WHAT NEEDS TO BE DONE:
Return every line of the records that contains the string "background".

SUPPLIED RECORDS:

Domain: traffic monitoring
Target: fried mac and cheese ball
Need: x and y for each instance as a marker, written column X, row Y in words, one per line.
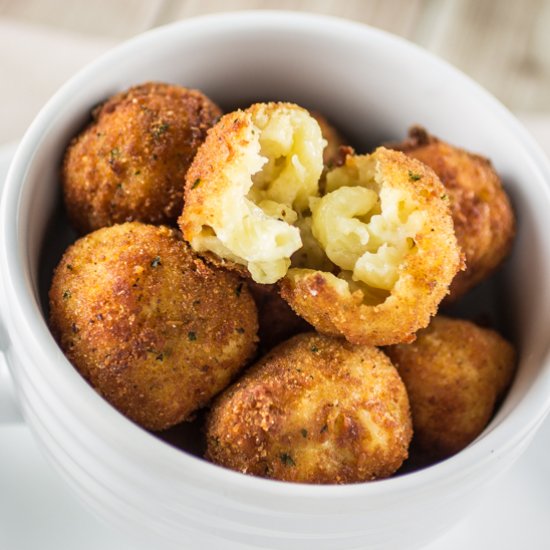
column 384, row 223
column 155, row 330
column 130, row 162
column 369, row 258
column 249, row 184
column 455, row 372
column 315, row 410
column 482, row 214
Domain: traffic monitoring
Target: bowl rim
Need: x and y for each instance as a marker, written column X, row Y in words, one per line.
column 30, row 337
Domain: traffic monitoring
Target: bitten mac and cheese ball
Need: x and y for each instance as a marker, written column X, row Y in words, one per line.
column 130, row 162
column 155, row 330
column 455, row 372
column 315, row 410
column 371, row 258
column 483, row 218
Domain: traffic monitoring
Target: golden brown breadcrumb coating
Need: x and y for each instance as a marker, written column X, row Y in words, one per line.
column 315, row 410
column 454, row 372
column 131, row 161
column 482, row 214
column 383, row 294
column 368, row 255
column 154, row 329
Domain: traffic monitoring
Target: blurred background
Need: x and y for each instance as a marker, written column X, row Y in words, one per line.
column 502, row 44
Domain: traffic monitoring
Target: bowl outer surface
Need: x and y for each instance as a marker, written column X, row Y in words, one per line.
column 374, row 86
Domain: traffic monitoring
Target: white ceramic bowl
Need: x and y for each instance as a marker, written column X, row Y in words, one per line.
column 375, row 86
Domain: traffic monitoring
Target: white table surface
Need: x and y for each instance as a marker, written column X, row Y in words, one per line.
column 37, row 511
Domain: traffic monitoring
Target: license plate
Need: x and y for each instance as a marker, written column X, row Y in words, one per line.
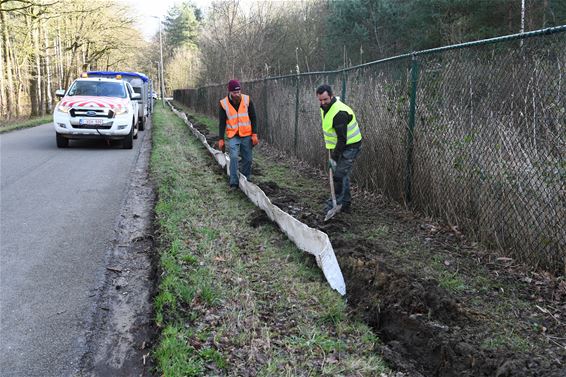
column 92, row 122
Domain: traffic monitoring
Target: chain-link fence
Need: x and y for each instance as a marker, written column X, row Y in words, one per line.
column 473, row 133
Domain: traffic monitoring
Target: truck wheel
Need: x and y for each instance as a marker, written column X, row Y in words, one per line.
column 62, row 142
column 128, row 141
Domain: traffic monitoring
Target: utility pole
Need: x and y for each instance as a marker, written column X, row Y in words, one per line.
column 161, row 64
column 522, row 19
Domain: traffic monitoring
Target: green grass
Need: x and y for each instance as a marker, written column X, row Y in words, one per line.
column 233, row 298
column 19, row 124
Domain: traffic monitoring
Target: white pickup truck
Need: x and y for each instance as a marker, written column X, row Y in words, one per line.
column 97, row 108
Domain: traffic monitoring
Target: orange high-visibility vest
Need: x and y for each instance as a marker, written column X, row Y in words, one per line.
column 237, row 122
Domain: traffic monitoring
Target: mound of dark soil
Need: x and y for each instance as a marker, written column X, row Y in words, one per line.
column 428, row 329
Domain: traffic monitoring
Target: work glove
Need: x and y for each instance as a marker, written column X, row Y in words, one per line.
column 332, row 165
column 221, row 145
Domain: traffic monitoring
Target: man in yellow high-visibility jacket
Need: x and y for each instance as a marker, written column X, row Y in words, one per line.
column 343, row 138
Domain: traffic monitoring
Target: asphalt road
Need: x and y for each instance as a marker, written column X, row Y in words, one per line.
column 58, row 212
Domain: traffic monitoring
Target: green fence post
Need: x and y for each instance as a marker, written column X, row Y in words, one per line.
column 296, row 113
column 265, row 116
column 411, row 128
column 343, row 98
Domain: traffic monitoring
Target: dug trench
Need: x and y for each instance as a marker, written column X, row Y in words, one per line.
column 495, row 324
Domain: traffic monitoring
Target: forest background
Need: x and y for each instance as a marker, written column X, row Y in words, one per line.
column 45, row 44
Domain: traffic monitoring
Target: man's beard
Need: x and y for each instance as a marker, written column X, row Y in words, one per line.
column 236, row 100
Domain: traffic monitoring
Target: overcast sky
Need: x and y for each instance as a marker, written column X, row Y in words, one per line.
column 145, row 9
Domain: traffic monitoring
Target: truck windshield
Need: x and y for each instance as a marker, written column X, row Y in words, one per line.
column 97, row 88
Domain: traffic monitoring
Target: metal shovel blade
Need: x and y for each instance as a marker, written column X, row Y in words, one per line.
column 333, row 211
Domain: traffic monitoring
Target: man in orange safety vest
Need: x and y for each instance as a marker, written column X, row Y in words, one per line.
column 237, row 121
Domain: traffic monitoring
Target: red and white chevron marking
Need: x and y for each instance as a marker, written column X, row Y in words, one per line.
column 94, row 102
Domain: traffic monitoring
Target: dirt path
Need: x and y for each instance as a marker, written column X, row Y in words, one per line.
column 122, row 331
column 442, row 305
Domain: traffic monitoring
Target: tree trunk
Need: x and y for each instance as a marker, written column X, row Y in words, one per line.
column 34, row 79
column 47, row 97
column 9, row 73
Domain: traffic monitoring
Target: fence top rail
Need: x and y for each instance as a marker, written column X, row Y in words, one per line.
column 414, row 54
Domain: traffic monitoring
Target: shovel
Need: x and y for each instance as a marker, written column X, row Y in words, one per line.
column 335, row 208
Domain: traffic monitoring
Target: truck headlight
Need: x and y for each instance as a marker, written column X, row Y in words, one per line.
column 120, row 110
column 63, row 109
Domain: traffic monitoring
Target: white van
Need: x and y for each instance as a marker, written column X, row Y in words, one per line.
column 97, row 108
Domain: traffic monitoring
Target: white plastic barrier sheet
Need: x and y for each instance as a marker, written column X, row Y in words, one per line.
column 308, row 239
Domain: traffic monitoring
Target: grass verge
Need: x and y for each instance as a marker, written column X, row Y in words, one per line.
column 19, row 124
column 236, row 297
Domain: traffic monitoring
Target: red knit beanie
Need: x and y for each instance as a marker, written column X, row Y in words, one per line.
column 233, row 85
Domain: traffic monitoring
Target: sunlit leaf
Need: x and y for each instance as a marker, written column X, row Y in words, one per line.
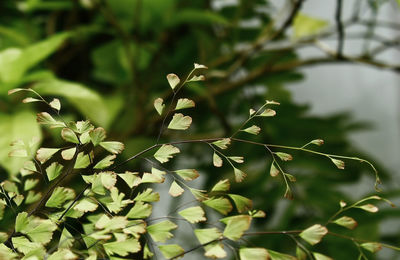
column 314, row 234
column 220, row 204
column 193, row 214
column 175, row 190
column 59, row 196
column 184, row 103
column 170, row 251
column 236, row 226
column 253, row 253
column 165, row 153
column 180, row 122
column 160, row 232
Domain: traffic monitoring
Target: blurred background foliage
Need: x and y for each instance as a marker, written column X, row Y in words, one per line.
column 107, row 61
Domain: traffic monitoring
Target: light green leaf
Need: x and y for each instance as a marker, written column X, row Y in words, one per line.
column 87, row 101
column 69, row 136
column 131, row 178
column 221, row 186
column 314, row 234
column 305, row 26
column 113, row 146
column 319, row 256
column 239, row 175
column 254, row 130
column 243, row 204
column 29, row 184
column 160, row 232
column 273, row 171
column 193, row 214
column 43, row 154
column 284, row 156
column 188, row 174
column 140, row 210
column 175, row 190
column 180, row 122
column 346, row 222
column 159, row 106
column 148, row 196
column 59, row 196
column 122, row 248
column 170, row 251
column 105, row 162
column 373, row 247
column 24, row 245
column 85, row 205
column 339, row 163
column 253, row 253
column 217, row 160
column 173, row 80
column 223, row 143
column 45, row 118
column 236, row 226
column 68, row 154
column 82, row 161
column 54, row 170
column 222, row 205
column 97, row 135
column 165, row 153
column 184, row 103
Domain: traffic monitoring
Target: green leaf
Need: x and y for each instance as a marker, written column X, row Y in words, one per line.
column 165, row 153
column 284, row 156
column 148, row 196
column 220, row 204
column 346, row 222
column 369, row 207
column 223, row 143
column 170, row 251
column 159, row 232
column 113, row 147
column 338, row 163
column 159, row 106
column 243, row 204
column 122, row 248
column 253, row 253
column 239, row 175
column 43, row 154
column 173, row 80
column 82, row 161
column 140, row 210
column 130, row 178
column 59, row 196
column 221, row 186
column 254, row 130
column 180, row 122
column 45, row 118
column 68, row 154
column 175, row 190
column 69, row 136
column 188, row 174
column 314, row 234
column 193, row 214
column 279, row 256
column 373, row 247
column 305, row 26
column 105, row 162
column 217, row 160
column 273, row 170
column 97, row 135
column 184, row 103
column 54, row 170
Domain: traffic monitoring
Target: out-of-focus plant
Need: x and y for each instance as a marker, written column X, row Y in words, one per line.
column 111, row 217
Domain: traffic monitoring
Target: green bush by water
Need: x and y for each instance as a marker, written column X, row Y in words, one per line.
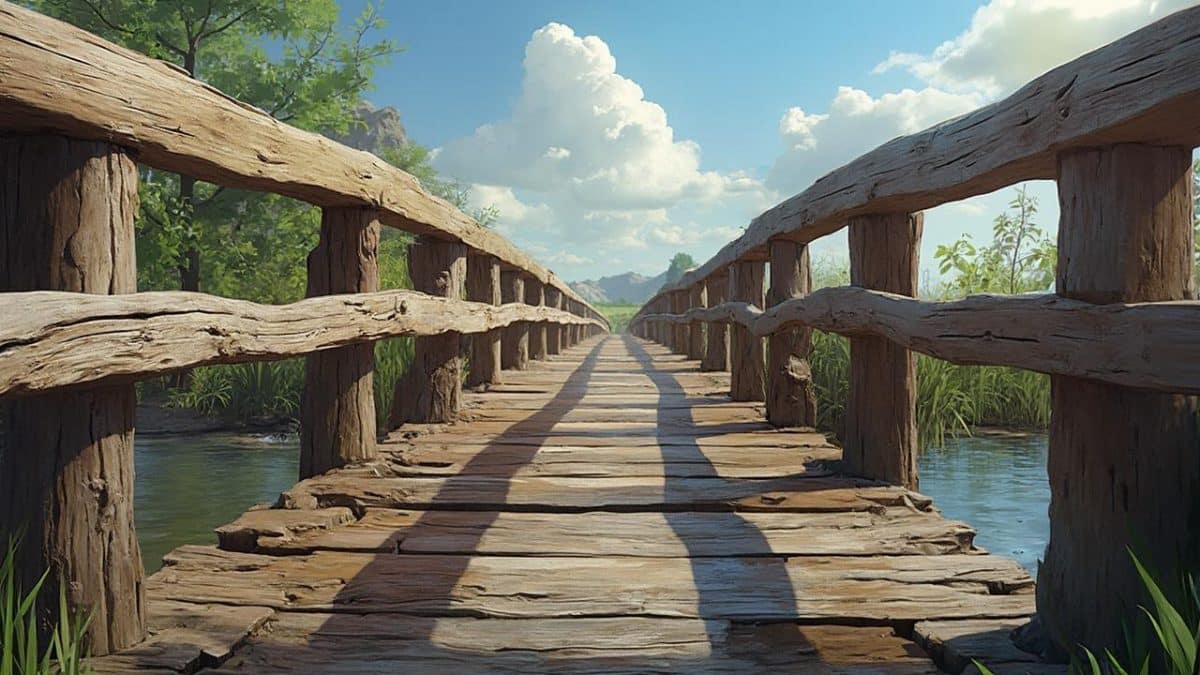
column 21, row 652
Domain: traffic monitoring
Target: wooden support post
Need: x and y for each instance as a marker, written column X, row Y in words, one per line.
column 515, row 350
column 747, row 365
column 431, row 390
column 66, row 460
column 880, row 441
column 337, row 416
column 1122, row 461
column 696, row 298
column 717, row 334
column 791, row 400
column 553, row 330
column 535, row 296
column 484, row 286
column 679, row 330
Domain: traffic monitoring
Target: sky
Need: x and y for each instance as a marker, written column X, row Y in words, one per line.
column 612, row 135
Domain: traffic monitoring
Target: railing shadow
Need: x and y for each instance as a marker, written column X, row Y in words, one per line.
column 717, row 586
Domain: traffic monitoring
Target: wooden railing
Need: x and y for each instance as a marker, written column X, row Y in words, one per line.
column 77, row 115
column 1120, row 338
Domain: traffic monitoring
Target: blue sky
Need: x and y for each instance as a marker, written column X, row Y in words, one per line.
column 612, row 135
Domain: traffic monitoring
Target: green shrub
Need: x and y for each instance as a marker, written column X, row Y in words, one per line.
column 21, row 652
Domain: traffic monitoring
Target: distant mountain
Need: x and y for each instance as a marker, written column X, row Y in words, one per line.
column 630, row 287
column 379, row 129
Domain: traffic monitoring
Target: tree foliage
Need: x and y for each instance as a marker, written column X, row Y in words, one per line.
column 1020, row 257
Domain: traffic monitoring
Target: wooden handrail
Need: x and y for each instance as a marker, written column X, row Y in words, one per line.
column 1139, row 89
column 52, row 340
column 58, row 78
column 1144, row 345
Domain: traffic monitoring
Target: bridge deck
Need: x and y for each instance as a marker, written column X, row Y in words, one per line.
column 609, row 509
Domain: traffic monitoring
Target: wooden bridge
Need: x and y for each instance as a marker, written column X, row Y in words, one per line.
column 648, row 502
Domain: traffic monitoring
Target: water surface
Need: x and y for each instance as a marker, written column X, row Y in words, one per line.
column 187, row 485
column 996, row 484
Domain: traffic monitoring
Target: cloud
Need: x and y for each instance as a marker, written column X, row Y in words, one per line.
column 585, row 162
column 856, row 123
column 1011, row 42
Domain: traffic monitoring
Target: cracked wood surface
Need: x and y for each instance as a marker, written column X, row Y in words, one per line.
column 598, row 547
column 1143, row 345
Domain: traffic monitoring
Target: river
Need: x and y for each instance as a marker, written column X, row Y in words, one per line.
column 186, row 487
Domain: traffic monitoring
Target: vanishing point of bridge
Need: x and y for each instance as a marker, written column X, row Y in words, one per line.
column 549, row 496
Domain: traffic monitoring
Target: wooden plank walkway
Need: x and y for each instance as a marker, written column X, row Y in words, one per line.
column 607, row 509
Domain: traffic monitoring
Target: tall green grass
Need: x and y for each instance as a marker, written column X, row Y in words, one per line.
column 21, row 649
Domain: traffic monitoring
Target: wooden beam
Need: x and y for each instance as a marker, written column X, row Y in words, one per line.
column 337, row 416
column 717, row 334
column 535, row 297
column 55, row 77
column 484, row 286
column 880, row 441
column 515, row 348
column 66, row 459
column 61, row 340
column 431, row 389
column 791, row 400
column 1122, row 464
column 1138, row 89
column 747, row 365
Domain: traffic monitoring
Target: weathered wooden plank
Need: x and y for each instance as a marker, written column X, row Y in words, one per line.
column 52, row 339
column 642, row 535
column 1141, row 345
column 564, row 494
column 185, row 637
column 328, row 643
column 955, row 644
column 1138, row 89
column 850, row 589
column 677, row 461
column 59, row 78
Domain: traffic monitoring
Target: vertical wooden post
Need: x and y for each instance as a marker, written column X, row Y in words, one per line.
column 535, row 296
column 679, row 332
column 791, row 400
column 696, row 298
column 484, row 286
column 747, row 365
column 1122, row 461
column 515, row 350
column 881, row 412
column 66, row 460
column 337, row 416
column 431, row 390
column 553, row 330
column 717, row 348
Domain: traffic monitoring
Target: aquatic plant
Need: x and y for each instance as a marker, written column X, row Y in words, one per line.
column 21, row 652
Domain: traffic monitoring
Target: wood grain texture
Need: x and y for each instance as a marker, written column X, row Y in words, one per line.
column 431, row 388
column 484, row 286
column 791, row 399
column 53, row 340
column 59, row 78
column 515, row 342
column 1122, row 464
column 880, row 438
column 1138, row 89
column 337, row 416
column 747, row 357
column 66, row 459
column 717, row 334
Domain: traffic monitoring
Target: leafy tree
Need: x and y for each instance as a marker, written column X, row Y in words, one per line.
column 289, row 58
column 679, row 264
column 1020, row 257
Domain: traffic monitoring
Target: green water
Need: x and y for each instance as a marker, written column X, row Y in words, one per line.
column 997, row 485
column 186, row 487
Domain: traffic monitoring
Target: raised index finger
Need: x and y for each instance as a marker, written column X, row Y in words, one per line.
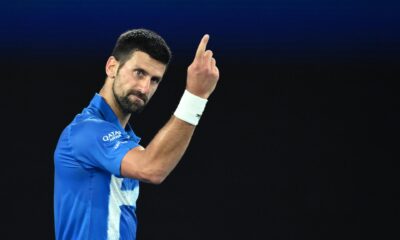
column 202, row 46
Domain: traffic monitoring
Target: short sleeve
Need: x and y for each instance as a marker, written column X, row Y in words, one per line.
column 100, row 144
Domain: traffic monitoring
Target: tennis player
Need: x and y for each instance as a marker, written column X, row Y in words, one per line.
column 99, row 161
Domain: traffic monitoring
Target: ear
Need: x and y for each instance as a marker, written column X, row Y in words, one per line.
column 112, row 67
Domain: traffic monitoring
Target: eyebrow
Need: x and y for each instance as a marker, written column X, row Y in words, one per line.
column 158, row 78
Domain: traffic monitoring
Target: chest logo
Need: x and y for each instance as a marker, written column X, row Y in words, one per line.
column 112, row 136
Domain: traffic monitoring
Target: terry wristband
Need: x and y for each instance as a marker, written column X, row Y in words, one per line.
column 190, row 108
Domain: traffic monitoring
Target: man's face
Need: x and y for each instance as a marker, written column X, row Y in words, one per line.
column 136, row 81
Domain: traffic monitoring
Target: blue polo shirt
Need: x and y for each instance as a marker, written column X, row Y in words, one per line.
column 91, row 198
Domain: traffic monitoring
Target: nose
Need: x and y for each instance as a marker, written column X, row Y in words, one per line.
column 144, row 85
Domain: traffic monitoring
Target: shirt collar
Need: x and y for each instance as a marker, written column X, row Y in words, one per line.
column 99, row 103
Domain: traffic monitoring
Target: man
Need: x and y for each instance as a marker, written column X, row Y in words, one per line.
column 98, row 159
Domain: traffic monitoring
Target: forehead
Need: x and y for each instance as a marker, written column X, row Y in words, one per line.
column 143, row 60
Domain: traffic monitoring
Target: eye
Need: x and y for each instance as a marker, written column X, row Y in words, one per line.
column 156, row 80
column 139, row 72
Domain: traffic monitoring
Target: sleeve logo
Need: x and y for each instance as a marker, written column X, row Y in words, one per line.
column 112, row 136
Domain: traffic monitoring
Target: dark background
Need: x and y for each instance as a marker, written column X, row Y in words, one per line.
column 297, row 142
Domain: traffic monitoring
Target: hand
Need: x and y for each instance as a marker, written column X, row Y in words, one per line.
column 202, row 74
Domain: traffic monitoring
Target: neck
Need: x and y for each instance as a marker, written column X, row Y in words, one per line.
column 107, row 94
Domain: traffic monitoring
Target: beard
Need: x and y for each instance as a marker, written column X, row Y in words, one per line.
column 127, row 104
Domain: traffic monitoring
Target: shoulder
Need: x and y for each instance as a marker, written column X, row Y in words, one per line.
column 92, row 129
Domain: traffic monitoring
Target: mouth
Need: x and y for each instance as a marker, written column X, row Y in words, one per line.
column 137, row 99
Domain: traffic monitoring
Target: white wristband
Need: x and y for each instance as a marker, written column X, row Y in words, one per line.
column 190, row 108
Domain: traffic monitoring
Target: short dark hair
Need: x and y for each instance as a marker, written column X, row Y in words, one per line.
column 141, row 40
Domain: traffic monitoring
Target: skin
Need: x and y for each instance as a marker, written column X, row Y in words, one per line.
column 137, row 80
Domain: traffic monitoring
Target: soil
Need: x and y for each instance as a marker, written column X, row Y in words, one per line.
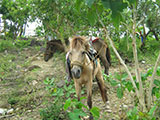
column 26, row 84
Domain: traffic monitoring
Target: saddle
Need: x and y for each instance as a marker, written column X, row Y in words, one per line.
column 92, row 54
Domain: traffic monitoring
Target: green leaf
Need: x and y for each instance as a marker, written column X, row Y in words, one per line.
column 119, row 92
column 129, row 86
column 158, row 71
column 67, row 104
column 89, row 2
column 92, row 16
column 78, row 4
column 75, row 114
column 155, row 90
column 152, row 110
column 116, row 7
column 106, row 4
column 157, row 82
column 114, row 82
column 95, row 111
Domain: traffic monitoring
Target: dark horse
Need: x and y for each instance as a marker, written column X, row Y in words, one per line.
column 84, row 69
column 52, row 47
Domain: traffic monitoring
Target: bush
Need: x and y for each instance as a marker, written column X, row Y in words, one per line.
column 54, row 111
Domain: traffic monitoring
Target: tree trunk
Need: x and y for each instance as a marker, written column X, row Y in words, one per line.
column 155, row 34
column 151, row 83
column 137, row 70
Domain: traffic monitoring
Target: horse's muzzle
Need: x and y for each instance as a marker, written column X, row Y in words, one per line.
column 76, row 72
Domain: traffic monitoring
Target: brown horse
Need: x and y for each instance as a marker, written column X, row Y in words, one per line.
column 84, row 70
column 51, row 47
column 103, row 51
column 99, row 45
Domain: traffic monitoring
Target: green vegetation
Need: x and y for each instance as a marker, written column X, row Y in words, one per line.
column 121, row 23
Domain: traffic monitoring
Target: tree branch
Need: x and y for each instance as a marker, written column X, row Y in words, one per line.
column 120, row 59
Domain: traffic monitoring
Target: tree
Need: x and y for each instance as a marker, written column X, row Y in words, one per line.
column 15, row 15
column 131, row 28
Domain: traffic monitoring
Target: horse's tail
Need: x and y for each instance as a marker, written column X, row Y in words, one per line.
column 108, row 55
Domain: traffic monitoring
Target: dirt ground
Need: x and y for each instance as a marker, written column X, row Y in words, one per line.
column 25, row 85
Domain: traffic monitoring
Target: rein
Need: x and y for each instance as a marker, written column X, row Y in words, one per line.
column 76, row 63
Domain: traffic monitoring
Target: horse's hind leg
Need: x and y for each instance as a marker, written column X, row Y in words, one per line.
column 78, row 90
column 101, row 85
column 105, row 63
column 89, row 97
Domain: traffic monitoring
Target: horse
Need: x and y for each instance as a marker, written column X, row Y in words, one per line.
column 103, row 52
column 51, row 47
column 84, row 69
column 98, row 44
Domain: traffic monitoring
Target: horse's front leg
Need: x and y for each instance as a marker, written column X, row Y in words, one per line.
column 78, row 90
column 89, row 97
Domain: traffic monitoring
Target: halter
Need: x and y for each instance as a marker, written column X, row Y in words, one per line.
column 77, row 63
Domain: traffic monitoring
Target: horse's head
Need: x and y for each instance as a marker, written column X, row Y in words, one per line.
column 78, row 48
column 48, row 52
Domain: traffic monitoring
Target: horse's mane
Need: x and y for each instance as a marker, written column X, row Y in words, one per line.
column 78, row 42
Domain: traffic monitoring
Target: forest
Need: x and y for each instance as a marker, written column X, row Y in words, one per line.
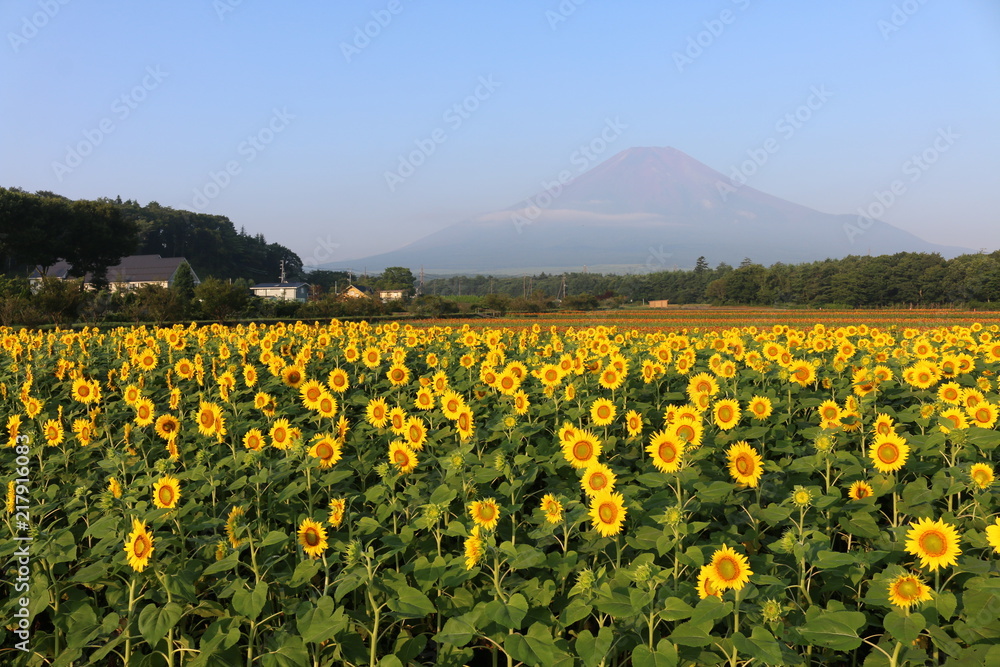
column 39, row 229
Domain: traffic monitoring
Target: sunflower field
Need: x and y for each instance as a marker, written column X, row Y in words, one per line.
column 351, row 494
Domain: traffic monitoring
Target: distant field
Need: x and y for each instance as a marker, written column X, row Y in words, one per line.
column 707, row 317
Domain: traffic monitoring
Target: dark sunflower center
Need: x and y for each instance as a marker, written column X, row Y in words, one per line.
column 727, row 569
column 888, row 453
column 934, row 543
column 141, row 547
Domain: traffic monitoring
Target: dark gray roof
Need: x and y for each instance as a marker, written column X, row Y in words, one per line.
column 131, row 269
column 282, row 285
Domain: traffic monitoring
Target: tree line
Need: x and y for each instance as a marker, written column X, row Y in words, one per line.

EXERCISE RESULT:
Target: blurred background
Target: forest background
Target: blurred background foliage
Target: dark background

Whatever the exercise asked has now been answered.